> **Task requirements**
List every line in the listing below that contains the word "wooden".

(Stored entries)
»»
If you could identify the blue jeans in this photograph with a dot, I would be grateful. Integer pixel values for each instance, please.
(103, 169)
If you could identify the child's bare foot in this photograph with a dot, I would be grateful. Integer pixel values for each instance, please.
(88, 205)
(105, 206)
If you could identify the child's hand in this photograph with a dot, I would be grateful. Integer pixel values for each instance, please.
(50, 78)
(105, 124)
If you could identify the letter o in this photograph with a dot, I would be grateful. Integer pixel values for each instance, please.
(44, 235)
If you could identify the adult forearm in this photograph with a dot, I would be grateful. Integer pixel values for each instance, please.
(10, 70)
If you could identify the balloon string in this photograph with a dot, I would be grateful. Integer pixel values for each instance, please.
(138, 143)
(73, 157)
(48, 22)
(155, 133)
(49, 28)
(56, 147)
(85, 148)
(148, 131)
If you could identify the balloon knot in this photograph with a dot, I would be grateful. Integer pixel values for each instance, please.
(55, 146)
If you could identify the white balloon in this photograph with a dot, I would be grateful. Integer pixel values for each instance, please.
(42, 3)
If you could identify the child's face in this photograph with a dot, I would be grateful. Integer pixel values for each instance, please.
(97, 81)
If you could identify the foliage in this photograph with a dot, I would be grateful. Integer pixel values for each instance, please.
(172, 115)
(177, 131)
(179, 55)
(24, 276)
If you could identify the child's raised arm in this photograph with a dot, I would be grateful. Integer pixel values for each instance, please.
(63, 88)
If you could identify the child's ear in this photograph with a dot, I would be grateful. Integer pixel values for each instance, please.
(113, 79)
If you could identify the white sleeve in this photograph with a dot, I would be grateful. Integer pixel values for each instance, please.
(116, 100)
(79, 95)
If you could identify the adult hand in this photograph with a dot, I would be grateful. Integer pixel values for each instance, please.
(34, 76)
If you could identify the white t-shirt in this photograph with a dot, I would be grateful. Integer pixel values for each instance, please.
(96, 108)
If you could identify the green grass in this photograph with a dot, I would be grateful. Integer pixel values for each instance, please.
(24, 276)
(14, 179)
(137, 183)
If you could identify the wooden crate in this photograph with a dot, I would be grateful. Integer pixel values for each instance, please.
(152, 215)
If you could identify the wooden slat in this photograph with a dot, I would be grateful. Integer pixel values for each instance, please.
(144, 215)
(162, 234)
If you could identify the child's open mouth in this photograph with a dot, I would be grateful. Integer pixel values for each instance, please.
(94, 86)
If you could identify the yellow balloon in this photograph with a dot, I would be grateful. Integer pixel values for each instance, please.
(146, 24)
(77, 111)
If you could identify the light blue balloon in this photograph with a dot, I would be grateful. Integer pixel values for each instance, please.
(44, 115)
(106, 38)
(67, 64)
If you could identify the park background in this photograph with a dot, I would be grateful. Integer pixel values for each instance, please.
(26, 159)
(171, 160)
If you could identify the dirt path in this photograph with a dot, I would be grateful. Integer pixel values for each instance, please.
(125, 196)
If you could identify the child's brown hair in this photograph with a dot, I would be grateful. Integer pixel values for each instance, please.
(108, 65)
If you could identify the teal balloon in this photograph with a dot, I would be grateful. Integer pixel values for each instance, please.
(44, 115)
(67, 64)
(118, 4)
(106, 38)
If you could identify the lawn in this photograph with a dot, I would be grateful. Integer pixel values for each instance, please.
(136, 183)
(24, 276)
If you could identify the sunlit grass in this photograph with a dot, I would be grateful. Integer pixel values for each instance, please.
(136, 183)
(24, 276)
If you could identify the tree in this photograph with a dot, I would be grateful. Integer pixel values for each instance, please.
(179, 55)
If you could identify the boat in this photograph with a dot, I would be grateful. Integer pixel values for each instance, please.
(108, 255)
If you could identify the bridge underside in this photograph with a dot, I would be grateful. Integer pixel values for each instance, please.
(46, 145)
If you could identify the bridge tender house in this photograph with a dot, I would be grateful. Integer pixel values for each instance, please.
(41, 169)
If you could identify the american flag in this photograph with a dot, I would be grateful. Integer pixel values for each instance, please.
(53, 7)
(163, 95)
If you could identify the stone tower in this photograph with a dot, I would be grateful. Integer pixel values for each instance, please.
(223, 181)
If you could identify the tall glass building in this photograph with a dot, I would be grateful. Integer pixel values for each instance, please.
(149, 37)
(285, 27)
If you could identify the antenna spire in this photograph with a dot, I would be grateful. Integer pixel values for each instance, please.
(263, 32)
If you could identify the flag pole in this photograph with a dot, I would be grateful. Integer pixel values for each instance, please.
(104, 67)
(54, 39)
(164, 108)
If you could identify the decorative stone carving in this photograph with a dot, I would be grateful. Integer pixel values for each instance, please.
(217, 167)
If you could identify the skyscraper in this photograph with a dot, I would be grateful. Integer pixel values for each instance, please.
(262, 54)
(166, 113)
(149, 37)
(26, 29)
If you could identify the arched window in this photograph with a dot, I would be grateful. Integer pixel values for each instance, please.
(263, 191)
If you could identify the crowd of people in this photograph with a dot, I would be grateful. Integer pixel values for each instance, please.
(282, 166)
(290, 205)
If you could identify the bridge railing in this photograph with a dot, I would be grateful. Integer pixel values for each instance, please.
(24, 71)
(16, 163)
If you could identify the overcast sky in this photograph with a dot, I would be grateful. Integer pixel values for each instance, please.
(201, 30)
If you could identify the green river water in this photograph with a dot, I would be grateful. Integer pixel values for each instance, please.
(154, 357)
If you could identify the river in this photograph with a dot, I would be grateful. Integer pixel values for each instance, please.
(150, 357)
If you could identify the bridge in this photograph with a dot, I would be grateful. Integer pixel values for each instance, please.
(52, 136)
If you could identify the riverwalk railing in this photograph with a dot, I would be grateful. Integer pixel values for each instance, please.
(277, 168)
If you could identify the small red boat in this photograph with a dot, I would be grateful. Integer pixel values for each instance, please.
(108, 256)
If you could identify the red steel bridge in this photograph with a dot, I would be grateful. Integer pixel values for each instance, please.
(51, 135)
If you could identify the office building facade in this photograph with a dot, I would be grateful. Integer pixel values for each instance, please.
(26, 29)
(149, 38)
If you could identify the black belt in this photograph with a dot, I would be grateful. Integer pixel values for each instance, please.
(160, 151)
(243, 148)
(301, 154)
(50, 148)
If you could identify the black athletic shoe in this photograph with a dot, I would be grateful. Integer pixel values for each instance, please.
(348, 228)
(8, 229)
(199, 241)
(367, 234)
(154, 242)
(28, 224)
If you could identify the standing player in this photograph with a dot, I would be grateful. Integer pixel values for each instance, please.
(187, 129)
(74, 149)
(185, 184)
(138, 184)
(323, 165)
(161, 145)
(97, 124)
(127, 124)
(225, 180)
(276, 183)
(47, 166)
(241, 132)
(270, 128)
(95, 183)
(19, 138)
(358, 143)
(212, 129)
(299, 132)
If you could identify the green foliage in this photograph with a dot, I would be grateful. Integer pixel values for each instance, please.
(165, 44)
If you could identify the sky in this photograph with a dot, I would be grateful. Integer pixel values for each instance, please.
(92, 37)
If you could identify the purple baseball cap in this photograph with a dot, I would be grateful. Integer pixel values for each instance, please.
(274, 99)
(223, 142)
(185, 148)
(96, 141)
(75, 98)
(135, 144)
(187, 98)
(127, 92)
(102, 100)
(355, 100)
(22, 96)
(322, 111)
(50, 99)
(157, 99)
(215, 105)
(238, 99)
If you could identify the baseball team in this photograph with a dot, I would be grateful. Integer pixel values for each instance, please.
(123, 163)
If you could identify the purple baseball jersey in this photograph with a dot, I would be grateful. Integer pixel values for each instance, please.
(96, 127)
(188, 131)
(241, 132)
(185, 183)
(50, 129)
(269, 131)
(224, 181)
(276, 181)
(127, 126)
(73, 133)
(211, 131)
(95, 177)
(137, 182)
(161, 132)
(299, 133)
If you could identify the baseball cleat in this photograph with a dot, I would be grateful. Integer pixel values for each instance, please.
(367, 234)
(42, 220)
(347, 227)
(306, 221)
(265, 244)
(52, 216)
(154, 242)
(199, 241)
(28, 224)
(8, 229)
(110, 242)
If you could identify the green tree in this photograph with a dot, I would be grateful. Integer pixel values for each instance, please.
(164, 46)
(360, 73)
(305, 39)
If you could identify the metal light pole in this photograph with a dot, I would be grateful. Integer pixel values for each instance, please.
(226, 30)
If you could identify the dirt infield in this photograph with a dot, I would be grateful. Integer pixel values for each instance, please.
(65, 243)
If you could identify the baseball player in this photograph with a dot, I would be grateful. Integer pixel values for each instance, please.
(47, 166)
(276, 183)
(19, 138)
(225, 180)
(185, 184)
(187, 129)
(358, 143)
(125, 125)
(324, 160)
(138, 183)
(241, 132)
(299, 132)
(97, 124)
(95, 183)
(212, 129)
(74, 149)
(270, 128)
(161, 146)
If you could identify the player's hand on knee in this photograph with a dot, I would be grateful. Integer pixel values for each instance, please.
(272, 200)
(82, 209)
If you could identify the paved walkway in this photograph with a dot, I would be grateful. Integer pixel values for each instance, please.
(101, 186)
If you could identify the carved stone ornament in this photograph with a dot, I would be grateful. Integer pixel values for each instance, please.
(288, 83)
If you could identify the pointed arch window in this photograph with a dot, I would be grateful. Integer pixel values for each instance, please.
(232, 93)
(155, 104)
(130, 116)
««
»»
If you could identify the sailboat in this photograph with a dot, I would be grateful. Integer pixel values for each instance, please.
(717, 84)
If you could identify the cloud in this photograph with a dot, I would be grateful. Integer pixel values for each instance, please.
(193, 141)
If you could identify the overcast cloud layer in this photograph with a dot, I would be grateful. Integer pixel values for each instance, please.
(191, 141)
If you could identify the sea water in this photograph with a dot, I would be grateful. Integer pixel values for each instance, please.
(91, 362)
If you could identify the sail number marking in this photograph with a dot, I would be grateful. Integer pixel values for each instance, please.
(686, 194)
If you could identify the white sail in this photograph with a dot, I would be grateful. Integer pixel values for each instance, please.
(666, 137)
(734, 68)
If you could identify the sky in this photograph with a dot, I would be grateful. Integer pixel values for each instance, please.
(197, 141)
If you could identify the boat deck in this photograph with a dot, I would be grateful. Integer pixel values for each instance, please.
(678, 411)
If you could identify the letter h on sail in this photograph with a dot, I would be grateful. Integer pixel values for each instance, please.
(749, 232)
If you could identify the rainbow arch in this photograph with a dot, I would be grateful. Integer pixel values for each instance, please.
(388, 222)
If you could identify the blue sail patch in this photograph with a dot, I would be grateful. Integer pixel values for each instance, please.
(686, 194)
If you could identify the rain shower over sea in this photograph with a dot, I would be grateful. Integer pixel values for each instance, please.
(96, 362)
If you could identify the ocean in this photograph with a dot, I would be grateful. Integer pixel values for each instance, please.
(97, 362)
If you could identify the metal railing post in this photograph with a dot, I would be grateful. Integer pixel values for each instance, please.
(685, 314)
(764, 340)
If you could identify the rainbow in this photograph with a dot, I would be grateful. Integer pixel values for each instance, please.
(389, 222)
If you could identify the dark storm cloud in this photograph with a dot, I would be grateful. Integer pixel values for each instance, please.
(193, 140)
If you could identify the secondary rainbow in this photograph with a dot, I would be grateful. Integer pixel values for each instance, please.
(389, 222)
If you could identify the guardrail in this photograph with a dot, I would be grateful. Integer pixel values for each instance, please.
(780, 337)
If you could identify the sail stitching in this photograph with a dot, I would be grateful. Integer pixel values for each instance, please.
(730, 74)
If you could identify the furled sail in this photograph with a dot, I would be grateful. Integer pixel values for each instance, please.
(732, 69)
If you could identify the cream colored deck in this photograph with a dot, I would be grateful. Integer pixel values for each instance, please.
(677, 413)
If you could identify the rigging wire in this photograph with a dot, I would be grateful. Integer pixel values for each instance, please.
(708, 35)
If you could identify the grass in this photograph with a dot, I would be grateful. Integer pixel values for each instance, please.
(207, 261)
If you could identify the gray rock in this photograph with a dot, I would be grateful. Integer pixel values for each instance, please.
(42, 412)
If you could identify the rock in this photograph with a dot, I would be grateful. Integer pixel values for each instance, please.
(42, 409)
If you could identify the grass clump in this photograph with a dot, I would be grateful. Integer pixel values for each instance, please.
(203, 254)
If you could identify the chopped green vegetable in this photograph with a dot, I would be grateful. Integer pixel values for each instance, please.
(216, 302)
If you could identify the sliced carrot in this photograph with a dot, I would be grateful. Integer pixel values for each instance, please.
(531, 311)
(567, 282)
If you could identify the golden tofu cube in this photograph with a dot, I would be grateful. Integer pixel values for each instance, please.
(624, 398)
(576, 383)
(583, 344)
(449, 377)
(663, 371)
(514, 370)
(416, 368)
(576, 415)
««
> **Response to the exercise**
If you could identify the wooden crate in this photograph with a dot, I would be grateful. Integer pixel values for each instance, please.
If you could identify the wooden slat in this photograph with a dot, I would be grateful. Integer pixel values for each instance, please.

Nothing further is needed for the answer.